As the state marks the fifth year of its Paid Leave Act, the Connecticut Paid Leave Authority has launched an outreach campaign to educate both employers and employees about the program.
As the state marks the fifth year of its Paid Leave Act, the Connecticut Paid Leave Authority has launched an outreach campaign to educate both employers and employees about the program.
The campaign will use direct mail, webinars and outreach to municipalities, while also working with local chambers of commerce, and will include a leave management conference planned for this fall.
Erin Choquette. Contributed
Erin Choquette, CEO of the CT Paid Leave Authority, said the goal is to be accessible and help employers understand the program, but also to give “useful information to support their employees going on leave.”
Paid leave
The act, which took effect on Jan. 1, 2022, allows workers at qualified businesses in the state, and even some state employees, the ability to take up to 12 weeks of paid time off to address personal or family health needs.
The program is different from the older Connecticut Family and Medical Leave Act, which was approved in the 1990s and expanded in 2022 and guarantees job protection to employees taking leave from work.
The paid leave program is funded by a 0.5% payroll tax, collected mostly from private-sector workers, and by earnings from investments.
Since its inception, the program has paid out more than $1 billion in medical leave benefits to workers in the state.
The program also has amassed nearly $640 million in unspent funds via the payroll tax, leading some Republican state lawmakers to propose easing the payroll deduction by 20%.
“It’s completely unfair when you have (reserves) well over 100% … to continue to tax the worker” at the current rate, said Senate Minority Leader Stephen Harding (R-Brookfield).
Safety net
During a recent interview with Hartford Business Journal, Choquette said reducing the payroll deduction would be a mistake.
She noted the deduction — 0.5% of wages up to the Social Security contribution limit — is already the lowest among the 14 paid leave programs nationwide.
While the trust fund currently holds more than enough money to cover one year of benefits, maintaining a reserve is an important safety net, she said.
State law did not establish a specific target for how large that reserve should be.
Instead, the law requires the authority’s board to work with actuaries to develop solvency metrics for the fund. The board reviews those metrics annually during public meetings each fall and posts them for public comment.
“We keep a close eye on the solvency metric to make sure that the fund is sufficient to provide benefits, not just this year and next year, but into the future,” Choquette said.

* _Excerpted data_:
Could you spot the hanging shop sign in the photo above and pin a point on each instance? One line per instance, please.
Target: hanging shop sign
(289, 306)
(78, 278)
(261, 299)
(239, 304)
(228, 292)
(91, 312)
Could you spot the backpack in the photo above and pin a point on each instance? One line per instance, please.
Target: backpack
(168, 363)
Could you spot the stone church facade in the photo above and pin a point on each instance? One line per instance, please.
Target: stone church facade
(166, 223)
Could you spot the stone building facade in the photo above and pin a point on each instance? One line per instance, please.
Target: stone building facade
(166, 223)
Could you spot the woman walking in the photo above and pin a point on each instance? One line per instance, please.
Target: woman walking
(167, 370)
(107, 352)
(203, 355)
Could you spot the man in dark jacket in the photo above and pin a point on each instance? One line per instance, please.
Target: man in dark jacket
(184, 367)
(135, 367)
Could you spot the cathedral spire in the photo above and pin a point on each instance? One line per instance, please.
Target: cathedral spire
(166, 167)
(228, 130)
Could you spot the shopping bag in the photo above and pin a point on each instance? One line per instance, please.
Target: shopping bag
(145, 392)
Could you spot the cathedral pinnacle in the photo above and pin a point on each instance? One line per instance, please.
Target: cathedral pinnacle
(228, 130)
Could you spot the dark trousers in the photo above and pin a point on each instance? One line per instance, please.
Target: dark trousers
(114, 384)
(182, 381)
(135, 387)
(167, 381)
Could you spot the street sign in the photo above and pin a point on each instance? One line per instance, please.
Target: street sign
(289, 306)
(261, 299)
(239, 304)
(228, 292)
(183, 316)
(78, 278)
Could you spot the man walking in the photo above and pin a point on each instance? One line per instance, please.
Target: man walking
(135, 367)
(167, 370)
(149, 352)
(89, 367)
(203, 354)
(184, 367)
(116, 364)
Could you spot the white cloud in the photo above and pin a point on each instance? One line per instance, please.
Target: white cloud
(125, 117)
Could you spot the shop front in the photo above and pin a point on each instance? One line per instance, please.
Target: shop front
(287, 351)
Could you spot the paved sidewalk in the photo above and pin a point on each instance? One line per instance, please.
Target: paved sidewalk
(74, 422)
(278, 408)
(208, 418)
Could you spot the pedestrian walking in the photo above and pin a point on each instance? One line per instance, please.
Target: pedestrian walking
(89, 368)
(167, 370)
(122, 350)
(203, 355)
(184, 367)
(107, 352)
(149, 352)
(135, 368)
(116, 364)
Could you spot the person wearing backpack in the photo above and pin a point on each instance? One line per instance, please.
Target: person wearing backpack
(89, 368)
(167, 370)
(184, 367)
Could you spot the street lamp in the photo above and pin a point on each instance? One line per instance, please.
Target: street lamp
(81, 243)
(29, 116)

* _Exercise aim_:
Reproduce the passage on Connecticut's paid leave program, beginning at the words "She noted the" and stopping after "leave programs nationwide.".

* _Exercise solution_:
She noted the deduction — 0.5% of wages up to the Social Security contribution limit — is already the lowest among the 14 paid leave programs nationwide.